What the exercise asks:
With the pictures left aside, write out the entries that follow exactly.

[Point localization data]
───

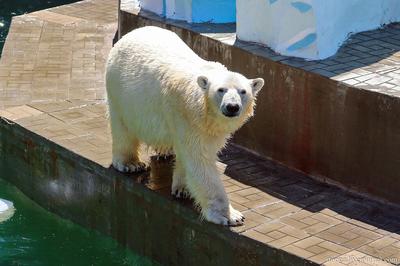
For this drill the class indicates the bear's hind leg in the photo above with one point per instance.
(125, 148)
(178, 189)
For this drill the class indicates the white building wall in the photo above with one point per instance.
(312, 29)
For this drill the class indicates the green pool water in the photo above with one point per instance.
(36, 237)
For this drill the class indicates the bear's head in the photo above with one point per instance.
(230, 95)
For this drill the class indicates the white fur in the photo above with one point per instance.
(162, 94)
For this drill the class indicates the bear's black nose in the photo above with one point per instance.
(232, 108)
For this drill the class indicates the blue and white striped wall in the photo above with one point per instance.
(194, 11)
(311, 29)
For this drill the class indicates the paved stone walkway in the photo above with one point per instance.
(52, 84)
(369, 60)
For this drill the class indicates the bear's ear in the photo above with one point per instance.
(203, 82)
(256, 85)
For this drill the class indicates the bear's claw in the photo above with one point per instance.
(130, 167)
(181, 193)
(233, 218)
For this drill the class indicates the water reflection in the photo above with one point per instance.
(6, 210)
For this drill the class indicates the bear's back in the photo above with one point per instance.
(159, 48)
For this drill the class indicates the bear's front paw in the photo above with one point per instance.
(130, 167)
(231, 217)
(180, 192)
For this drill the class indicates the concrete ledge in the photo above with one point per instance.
(328, 129)
(122, 207)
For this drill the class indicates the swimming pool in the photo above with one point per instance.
(34, 236)
(17, 7)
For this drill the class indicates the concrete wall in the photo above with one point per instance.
(120, 206)
(312, 29)
(322, 127)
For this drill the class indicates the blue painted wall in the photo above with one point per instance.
(215, 11)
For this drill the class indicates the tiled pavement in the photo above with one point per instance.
(369, 60)
(52, 84)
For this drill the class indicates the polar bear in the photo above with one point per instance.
(160, 93)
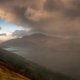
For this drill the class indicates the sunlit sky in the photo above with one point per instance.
(8, 27)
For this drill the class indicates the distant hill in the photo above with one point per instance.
(42, 40)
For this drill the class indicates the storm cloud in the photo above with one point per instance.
(51, 16)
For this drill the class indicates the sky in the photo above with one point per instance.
(7, 27)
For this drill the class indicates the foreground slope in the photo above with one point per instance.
(29, 69)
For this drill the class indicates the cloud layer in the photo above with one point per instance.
(51, 16)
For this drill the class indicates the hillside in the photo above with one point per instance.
(29, 69)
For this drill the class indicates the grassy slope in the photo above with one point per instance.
(28, 68)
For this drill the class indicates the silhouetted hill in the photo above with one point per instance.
(29, 69)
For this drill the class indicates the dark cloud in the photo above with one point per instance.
(20, 33)
(52, 16)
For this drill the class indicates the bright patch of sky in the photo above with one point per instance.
(7, 27)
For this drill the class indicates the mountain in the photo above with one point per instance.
(53, 52)
(27, 68)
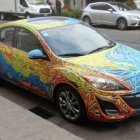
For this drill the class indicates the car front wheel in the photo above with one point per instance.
(87, 20)
(122, 24)
(70, 104)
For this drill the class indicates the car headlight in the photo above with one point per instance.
(134, 17)
(105, 84)
(34, 9)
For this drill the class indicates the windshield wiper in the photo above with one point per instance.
(72, 54)
(101, 48)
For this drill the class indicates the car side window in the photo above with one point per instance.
(23, 3)
(106, 7)
(26, 41)
(101, 7)
(7, 35)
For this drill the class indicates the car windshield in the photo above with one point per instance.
(36, 1)
(75, 40)
(121, 7)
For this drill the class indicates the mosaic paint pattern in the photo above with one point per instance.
(41, 77)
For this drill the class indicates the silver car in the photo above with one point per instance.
(111, 13)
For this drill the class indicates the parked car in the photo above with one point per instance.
(111, 13)
(24, 8)
(69, 62)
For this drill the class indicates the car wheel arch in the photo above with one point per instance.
(69, 87)
(124, 18)
(60, 85)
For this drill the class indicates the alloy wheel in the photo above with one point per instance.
(122, 24)
(69, 105)
(87, 20)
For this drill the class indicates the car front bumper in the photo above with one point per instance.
(133, 22)
(113, 108)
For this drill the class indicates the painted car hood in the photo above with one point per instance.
(121, 61)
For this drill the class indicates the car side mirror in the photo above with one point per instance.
(37, 54)
(110, 10)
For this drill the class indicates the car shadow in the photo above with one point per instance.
(115, 28)
(86, 130)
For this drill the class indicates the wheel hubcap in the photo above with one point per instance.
(86, 20)
(2, 16)
(121, 24)
(69, 105)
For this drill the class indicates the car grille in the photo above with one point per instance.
(132, 100)
(45, 10)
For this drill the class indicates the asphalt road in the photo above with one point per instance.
(125, 130)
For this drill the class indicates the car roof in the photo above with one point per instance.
(106, 2)
(41, 23)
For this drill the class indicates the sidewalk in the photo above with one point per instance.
(17, 123)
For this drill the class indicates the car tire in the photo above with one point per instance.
(71, 105)
(27, 16)
(87, 20)
(122, 24)
(2, 16)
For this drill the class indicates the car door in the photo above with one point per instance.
(32, 74)
(108, 15)
(7, 36)
(95, 13)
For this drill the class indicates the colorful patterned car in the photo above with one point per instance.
(69, 62)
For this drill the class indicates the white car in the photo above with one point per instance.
(111, 13)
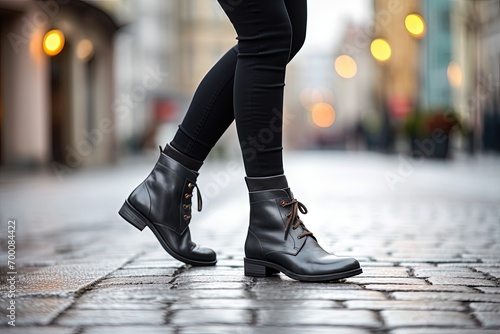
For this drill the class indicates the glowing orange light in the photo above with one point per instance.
(346, 66)
(455, 74)
(415, 25)
(53, 42)
(381, 50)
(323, 115)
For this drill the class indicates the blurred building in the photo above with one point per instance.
(56, 89)
(177, 40)
(397, 81)
(437, 54)
(474, 73)
(205, 35)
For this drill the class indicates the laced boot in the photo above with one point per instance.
(163, 203)
(278, 241)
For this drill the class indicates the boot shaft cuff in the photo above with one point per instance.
(266, 183)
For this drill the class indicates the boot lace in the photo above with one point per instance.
(294, 221)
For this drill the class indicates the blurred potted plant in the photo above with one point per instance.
(429, 131)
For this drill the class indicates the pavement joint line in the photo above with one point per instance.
(88, 287)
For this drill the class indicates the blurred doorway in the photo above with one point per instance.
(60, 97)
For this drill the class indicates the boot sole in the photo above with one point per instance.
(136, 219)
(259, 268)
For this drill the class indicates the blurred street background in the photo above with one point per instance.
(392, 141)
(85, 83)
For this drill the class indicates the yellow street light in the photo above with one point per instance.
(455, 74)
(323, 115)
(415, 25)
(381, 50)
(53, 42)
(346, 66)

───

Answer area:
For this drill the class indicates the bear's hind leg in the photo above with one point per instance.
(125, 148)
(178, 189)
For this drill the class indicates the white building wall in the photo above with one point per instance.
(312, 29)
For this drill the class indicates the green pool water in the photo above with one point per instance.
(36, 237)
For this drill the class indicates the bear's head in the photo above with one point per instance.
(230, 95)
For this drill the class indicates the white fur in the photo above with one point per instance.
(162, 94)
For this drill the class indicates the bear's black nose in the photo above with one point per instance.
(232, 108)
For this drill the class indicates the blue and white striped wall in the photo above with one point per instance.
(194, 11)
(311, 29)
For this drill the class indicates the paved stone walkway in the photo above with one point per instance.
(52, 84)
(369, 60)
For this drill the class indicates the bear's ear in the photo above with one point per instance.
(203, 82)
(256, 85)
For this drill the class indicates the bear's claw in the photo above with one point per instance.
(130, 167)
(181, 193)
(233, 218)
For this drill the class indicates the water reflection in the photo above with one point per instance.
(6, 210)
For this drill the class indicates the bear's back in the photo above with one point per instance.
(159, 48)
For this drill the class indicates the bear's front paw in the photo above with one point per instance.
(130, 167)
(231, 217)
(180, 192)
For this drill the class indicates the concrete ledge in the photo above with one point per instance.
(328, 129)
(122, 207)
For this drill the class indicates the swimming pool in the photo above with one point per instance.
(34, 236)
(17, 7)
For this drill the class indicates the concrete wall in the photo above with one point per instance.
(120, 206)
(312, 29)
(322, 127)
For this drill the class indicates the blue painted wall in the photo above with one point per instance.
(215, 11)
For this drill the class indicates the tiled pavement in the photo above with one point per instance.
(369, 60)
(52, 84)
For this drill the class indicates the polar bear in the photo above with one point per instance.
(160, 93)
For this drill the class indicates the sunlit sky in the photo above with one point per instance.
(8, 27)
For this drill the class indicates the distant hill in the photo above with one point per instance.
(42, 40)
For this drill the class indicates the storm cloud in the photo above with one point per instance.
(51, 16)
For this drill the class indicates the sky in the photo above with one point per instance.
(7, 27)
For this drill the class indicates the foreground slope in the photo above with one point per instance.
(29, 69)
For this drill the class indicates the cloud layer in the photo above with one point per instance.
(51, 16)
For this drill the class indicates the hillside in the photo above with one point per instance.
(29, 69)
For this drill the class indicates the grassy slope in the photo above with one point per instance.
(28, 68)
For this drill the class indicates the silhouetted hill in the photo above with one point per instance.
(29, 69)
For this drill the class indicates the dark cloud in the photo above with one point per instance.
(20, 33)
(52, 16)
For this drill the class indicates the bright patch of sky in the photo above with one point per instance.
(7, 27)
For this drill the class indicates the mountain in the photo above with one point per instance.
(53, 52)
(27, 68)
For this drill the class indicates the car front wheel in the photo above with one point per instance.
(87, 20)
(122, 24)
(70, 104)
For this drill the class indicates the car headlight in the photo above with one point per instance.
(134, 17)
(105, 84)
(34, 9)
For this drill the class indicates the windshield wiper in the photo above with one point per instance.
(72, 54)
(101, 48)
For this drill the class indicates the car side window in the photo above with one point per instance.
(23, 3)
(106, 7)
(26, 41)
(101, 7)
(7, 35)
For this drill the class indicates the car windshield in the photo above with one point per instance.
(36, 1)
(75, 40)
(121, 7)
For this drill the class indicates the mosaic paint pattern in the photo above with one point per instance.
(41, 77)
For this drill the class indicates the silver car in the photo above with one point per instance.
(111, 13)
For this drill the class indicates the parked car in the photo above with one point per instance.
(111, 13)
(24, 8)
(69, 62)
For this drill the class indicates the car wheel arch in the photo above with one point per instance.
(69, 87)
(124, 18)
(60, 85)
For this drill the class indicates the alloy wheel in the photo above with one point per instance.
(122, 24)
(69, 105)
(87, 20)
For this drill the class indicates the car front bumper in the photo above with one point per instance.
(133, 22)
(113, 108)
For this drill the class indicates the painted car hood in the photo above with one point per instance.
(121, 61)
For this drill the class indicates the car side mirror in the photo above with one point per instance.
(37, 54)
(110, 10)
For this drill the class indicates the car shadow in the photo above with one point per instance.
(115, 28)
(86, 130)
For this drill the class indicates the wheel hubcap in the photo above with one point per instance.
(86, 20)
(2, 16)
(121, 24)
(69, 105)
For this drill the class indicates the car grille in the photo above with one point per instance.
(132, 100)
(45, 10)
For this drill the class indicates the asphalt road in the photo above with one point per instance.
(125, 130)
For this drill the class indicates the car roof in the photo above with one point per instance.
(106, 2)
(41, 23)
For this drill the class indicates the sidewalk in the photo above with one point per instance.
(17, 123)
For this drill the class indicates the car tire in the photo above with one point per instance.
(71, 105)
(27, 16)
(87, 20)
(122, 24)
(2, 16)
For this drill the class indicates the car door in the photo above with one point per instance.
(32, 74)
(108, 15)
(7, 36)
(95, 13)
For this drill the class indicates the colorful patterned car in the photo above with one point per instance.
(69, 62)
For this drill the class indicates the white car in the photo above with one point per instance.
(111, 13)
For this drill the class indicates the glowing orange light in the photo above with one point per instance.
(346, 66)
(455, 74)
(415, 25)
(53, 42)
(381, 50)
(323, 115)
For this drill the class indicates the blurred building in the photo above with one point per instance.
(56, 89)
(177, 40)
(397, 81)
(437, 54)
(474, 73)
(205, 35)
For this drill the class indicates the laced boot in the photo above with one point per instance.
(163, 203)
(278, 241)
For this drill the class indicates the boot shaft cuff in the photo above with one point per instance.
(266, 183)
For this drill the class indicates the boot lace in the photo above with one point per instance.
(294, 221)
For this drill the class indicates the blurred potted plant in the photo above with one point per instance.
(429, 131)
For this drill the class indicates the pavement joint line in the photo above with one point per instance.
(88, 287)
For this drill the class indicates the blurred doorway in the photo above with one point per instance.
(60, 97)
For this drill the class indicates the boot sole in the photo above with one point per instance.
(136, 219)
(259, 268)
For this drill the class indicates the blurred street background in the photo above with one point per instance.
(392, 141)
(85, 83)
For this drill the class indicates the yellow street light in the photo above with one point per instance.
(455, 74)
(323, 115)
(415, 25)
(381, 50)
(53, 42)
(346, 66)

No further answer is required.